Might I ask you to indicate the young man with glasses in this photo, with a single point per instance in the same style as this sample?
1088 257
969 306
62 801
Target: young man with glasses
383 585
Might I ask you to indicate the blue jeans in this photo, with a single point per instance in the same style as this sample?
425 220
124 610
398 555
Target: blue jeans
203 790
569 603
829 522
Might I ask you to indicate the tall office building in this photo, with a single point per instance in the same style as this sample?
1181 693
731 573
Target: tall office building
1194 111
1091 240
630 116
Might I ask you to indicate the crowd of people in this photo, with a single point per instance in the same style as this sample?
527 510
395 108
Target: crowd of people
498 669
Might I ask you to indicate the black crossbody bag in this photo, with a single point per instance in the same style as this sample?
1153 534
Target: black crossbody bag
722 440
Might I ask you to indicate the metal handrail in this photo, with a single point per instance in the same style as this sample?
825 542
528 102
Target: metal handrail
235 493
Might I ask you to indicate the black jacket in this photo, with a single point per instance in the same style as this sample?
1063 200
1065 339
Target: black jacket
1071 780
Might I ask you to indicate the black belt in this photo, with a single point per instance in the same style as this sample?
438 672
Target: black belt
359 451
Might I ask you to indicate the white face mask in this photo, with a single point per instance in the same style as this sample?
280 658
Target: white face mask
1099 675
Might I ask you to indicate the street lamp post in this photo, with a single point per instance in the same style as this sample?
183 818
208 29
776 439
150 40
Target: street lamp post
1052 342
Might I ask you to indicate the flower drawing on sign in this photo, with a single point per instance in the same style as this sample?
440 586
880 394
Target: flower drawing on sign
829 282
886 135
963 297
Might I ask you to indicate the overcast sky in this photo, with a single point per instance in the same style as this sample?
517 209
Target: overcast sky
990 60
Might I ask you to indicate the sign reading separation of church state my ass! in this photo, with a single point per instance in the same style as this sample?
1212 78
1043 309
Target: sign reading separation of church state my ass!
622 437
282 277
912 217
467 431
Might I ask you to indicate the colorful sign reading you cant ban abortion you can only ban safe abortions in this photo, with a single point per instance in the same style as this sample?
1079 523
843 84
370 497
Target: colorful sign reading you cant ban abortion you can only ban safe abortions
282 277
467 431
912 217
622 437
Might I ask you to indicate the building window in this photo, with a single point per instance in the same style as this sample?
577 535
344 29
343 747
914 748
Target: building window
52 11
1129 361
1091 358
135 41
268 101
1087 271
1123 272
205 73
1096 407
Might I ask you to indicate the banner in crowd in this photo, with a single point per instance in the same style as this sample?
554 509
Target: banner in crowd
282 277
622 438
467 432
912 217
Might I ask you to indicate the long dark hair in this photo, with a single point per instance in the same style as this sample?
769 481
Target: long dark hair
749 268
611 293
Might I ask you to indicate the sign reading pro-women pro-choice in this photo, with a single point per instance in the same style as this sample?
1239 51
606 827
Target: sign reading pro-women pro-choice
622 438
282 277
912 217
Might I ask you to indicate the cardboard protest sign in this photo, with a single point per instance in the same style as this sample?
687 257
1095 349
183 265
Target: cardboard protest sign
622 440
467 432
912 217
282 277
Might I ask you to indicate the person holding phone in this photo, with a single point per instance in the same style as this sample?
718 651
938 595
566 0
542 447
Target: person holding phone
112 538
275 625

::::

- [Exercise]
Please reproduce each record precisely as written.

- [The result]
Might I ask you to indicate the young man with glasses in this photo, with a single point per instance in the same style as this sample?
1088 257
969 306
62 801
Target: young man with glasses
383 585
Might I ask you to indicate the blue jeans in this photo, with a single point per instance in the same style as this sample?
425 220
124 610
398 555
Target: blue jeans
203 790
569 603
829 522
Might I ask you to indicate the tall office building in this photo, with a single point per instance in the same style as this sample?
1181 693
731 573
Target: tall office building
1194 111
1091 240
630 116
Might I ask you to indicate the crowd of people in this photo, with a single point per instance in the same style as this sample?
527 510
395 108
Target: crowd of people
498 669
Might I ask you to indicate the black crossbody bag in this photo, with a single point per instance in the same style as this sample?
1153 534
Target: black crossbody bag
722 440
Might I ask you to indicate the metal handrail in this photo, with a single point per instance in the same style as this sample?
825 542
528 102
Target: metal handrail
235 493
Might I ask you to indicate the black jacket in this photo, with a single point per instance in the same style as this sample?
1063 200
1065 339
Target: black jacket
1071 780
Might I ask you to indicate the black belt in this photo, with a single point per instance in the same style as this sample?
438 672
Target: black belt
359 451
Might I ask you to indicate the white face mask in this photo, with a single point per instance in the same style as this sample?
280 658
Target: white face mask
1099 675
Might I ask you to indicate the street lamp post in this photo, with a single point per instance in the same style as this sample?
183 818
208 29
776 439
150 40
Target: street lamp post
1052 342
Might I ask you to indicate the flower drawing on sign in this photo, with a single point per instance in the same style as this sample?
440 586
880 394
Target: flower drawing on sign
829 282
886 135
963 297
Might I ask you to indicate the overcast sky in this photo, with a single point per instance in the same style as this sample?
517 209
Target: overcast sky
990 60
Might I ask you to indicate the sign reading separation of church state my ass! in this photo, with a single point per instance in the same style as this sample?
1212 78
1043 309
Target: sign reading separation of church state my ass!
622 437
282 277
912 217
467 431
Might I ask you to indicate the colorful sign reading you cant ban abortion you can only ban safe abortions in this photo, with a single point per instance in the same style as this sample?
1079 523
843 84
370 497
Target: colorful sign reading you cant ban abortion you can only ban safe abortions
282 277
467 431
912 217
622 437
Might I ask you to indicate the building window in this photo, with a single point per instance in the same style as this sample?
577 535
344 29
343 747
914 748
Target: building window
52 11
1129 361
1091 358
135 41
268 101
1087 271
1123 272
205 73
1096 407
Might I ask you to indicate the banner in crowd in this photo, with a single point per instance in the same style as this sample?
554 509
Target: banner in crowd
282 277
622 438
467 432
912 217
Might I ask you to indicate the long dark hair in this photo, with a single point per instance in the same style as this sample?
769 481
Target: long dark hair
749 268
611 293
Might I ask you to indicate the sign reading pro-women pro-choice in this photo, with a single point per instance in the same style as this sample?
1239 51
606 827
Target: sign reading pro-women pro-choice
622 438
282 277
912 217
Might I ask you to indicate the cardboard protest sign in this photo, with a single point per instance in the same style as this sample?
687 257
1095 349
183 265
Target: cardboard protest sign
622 440
467 432
912 217
282 277
Might I ask you to indicate the person holding phone in this photo, with a single point per instance in the same style as this sample?
718 651
938 595
566 0
542 447
Target: person holding phone
112 538
275 625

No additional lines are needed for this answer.